Required work: Retype the passage about the trooper's traffic stop word for word, starting with "Two questions should" and going on through "show the video?".

Supplied passage:
======

All of the various media reports have portions of these facts within them. The items they're missing is that there is no indication of why the car was stopped and the absence of any mention of a dashcam video, which should have been processed that Friday afternoon by investigative authorities if it existed and was on.
The dashcam should have been on during this traffic stop, dispatch records should have revealed a reason as to why the trooper initiated the stop. None are part of the record officials are sharing.
Two questions should be asked:
Why aren't the MSP releasing the trooper's name or dashcam footage? If things transpired the way they are said, he could only be heralded as a hero, so it makes one wonder as there is no compelling reason given for this anonymity. If everything went as written, why not show the video?

======

Data extract:

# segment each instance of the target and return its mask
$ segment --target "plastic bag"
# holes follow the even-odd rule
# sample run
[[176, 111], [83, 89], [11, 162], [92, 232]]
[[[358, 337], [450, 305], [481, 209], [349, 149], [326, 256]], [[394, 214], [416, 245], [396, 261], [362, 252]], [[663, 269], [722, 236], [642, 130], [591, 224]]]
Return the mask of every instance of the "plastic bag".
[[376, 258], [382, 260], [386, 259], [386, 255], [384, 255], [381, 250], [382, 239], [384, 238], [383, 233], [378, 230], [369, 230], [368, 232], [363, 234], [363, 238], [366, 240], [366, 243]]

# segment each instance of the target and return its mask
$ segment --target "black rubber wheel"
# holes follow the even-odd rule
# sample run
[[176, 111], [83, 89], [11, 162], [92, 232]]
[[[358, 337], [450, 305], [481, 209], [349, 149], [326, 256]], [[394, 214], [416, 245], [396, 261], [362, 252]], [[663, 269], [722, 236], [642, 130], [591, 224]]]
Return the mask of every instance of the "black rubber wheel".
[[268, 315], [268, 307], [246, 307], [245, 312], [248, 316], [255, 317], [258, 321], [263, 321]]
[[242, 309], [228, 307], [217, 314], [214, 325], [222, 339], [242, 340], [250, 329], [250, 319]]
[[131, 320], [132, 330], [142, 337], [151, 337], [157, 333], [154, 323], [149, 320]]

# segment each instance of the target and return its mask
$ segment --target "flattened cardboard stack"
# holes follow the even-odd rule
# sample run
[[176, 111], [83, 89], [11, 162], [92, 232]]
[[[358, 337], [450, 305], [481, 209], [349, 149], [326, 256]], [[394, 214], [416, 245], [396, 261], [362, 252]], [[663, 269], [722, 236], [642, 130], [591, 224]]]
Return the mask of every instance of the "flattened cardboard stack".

======

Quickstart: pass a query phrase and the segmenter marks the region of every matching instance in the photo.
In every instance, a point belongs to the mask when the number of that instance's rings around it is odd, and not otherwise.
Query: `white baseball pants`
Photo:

======

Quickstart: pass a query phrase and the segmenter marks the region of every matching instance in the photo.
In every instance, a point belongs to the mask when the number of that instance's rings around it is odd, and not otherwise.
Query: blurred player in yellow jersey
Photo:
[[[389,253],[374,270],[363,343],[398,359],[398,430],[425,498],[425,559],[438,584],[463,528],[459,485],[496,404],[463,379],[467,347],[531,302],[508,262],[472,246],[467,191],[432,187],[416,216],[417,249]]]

======

Correct response:
Two questions should be asked:
Why aren't the MSP releasing the trooper's name or dashcam footage? If things transpired the way they are said, he could only be heralded as a hero, so it makes one wonder as there is no compelling reason given for this anonymity. If everything went as written, why not show the video?